• PASSAGE TO READ:
────────

Five Boroughs for the 21st Century
In this article we explore what happens when we abandon the century-old five borough partitioning of New York City and remap the city to reflect the realities of 2017.
The boroughs of New York City — The Bronx, Brooklyn, Manhattan, Queens and Staten Island — have existed in their present form since the consolidation of New York City in 1898. In the interim 119 years, the city has radically transformed; the individual boroughs are now inter-connected in ways that would have been unimaginable at the time of their formation. A vast network of bridges, tunnels and the largest rapid transit system in the world connect the populations, establishments, and institutions of each borough — to say nothing of the connections enabled by the explosion of digital and mobile technologies.
In this article we explore what happens when we abandon this century-old partitioning and remap the city to reflect the realities of New York City in 2017.
Using data from dozens of different sources and techniques from a wide range of technologies and disciplines including computer vision, natural language processing, statistics, machine learning, network science, topology, architecture and urbanism, we constructed a new partitioning of the city that resonates with our contemporary moment — 5 boroughs for the 21st century.
A Brief History of the New York City Boroughs
Formation of the Boroughs
When New York City was consolidated in 1898, forming a city of 3.4 million, the term ‘borough’ was adopted to describe the five constituent areas brought together under the consolidation. Each borough was represented by a ‘borough president’, an elected officer who sat on the New York City Board of Estimate, an 8-member governing body responsible for budget and land-use decisions which also included the Mayor, the Comptroller and the President of the New York City Council.
Connection of the Boroughs
With the exception of Queens/Brooklyn, all boroughs are separated from one another by water. The implications and limitations of this physical partitioning of land have changed considerably since the initial formation of the boroughs. New York City is now connected by over 2000 bridges and tunnels, the vast majority of which were built after 1898.
The formation of the boroughs also predated the opening of the New York City subway system by 6 years. The ambition to connect the boroughs of NYC via subway was made clear in the naming of the first subway company to operate in the city: The Interborough Rapid Transit Company. From its first day of operation (when it transported over 150,000 passengers) to it’s current status as the busiest rapid transit rail system in the western world, the New York City Subway has had a radical impact on the life of New York City and the mobility of its denizens.
Disenfranchisement of the Boroughs as a Unit
In 1989 the Supreme Court unanimously declared the NYC Board of Estimate to be unconstitutional. This decision was made on the grounds that Brooklyn (pop: 2,504,706 according to the 2010 census) had no greater representation than Staten Island (pop: 468,730), thereby violating the Fourteenth Amendment’s Equal Protection Clause. In the wake of this decision, the NYC Board of Estimate was abolished, and most of its governing responsibilities were transferred to the New York City Council, which consists of members drawn from a much more granular partitioning of the city with 51 council districts distributed (unevenly) across the 5 boroughs. Thus, while the constituent council districts of a borough have substantial political power in the New York City government (via their representative council members), the boroughs as a unit have far less political significance.
Using Data and Artificial Intelligence to Understand New York City
We formed Topos earlier this year to advance the understanding of cities through the interconnected lenses of data and artificial intelligence. While there are well-known tools such as the United States Census that use manual techniques to collect information about different locations, using data and AI enables a dynamic, highly granular, and globally scalable understanding of place — an understanding we think is valuable given the rapidly evolving nature of cities and neighborhoods around the world (the US Census, for example, takes place every 10 years, divides the country into 9 regions, and only covers the US).

────────

• GIVEN INFORMATION:

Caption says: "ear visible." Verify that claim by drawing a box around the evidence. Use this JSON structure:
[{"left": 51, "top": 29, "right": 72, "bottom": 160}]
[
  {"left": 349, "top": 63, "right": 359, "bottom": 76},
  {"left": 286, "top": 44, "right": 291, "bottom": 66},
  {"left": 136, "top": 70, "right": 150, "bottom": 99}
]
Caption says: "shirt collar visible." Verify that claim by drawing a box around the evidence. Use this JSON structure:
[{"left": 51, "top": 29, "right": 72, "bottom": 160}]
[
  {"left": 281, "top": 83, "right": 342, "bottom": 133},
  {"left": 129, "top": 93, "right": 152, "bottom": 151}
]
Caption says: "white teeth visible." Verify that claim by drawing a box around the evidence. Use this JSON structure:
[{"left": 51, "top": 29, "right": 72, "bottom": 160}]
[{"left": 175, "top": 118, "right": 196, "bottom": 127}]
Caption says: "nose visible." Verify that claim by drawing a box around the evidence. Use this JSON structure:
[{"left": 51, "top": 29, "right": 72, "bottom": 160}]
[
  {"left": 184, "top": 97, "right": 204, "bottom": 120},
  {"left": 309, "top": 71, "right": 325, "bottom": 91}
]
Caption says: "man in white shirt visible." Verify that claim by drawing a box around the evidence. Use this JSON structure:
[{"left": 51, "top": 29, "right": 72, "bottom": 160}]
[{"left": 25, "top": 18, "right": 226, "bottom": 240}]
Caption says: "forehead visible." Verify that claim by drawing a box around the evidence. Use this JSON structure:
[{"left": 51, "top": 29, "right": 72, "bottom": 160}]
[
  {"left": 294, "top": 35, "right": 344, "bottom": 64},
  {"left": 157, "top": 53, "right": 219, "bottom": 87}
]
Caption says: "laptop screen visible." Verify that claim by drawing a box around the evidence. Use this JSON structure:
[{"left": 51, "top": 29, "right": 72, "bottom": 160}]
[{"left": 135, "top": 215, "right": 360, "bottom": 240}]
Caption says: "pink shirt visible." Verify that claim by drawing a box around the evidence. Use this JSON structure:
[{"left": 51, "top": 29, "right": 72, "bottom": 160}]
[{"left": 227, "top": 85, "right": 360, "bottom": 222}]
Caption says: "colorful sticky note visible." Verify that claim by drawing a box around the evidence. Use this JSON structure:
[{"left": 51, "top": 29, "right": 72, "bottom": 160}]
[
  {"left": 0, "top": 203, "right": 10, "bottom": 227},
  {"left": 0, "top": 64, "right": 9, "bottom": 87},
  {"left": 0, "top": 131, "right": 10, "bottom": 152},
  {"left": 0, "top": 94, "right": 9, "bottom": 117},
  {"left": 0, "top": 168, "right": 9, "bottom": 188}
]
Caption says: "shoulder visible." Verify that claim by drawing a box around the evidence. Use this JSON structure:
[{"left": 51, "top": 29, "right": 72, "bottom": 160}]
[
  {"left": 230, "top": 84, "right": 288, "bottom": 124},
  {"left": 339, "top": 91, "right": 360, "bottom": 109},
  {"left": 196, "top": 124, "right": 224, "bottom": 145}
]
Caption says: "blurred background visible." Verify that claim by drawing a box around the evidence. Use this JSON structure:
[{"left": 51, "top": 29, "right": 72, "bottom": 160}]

────────

• REQUIRED ACTIONS:
1. In the article above on remapping New York City's boroughs, do the following statements agree with the text? For each, answer yes or no and quote the words that decide it.
(a) The subway system opened six years after the boroughs were formed.
(b) The Board of Estimate had ten members.
(c) The New York City Council draws its members from 51 council districts.
2. Using the article above on remapping New York City's boroughs, answer these questions:
(a) What was the city's population when it was consolidated in 1898?
(b) What was the first subway company to operate in the city called?
(c) How often does the US Census take place?
3. Print the part of the article above on remapping New York City's boroughs that opens with the words containing "In this article we explore what happens when we abandon this" and closes with "City in 2017.".

• TASK-BY-TASK SOLUTIONS:
1.
(a) Yes: "The formation of the boroughs also predated the opening of the New York City subway system by 6 years."
(b) No: "an 8-member governing body responsible for budget and land-use decisions"
(c) Yes: "51 council districts distributed (unevenly) across the 5 boroughs"

2.
(a) 3.4 million
(b) The Interborough Rapid Transit Company
(c) Every 10 years

3.
In this article we explore what happens when we abandon this century-old partitioning and remap the city to reflect the realities of New York City in 2017.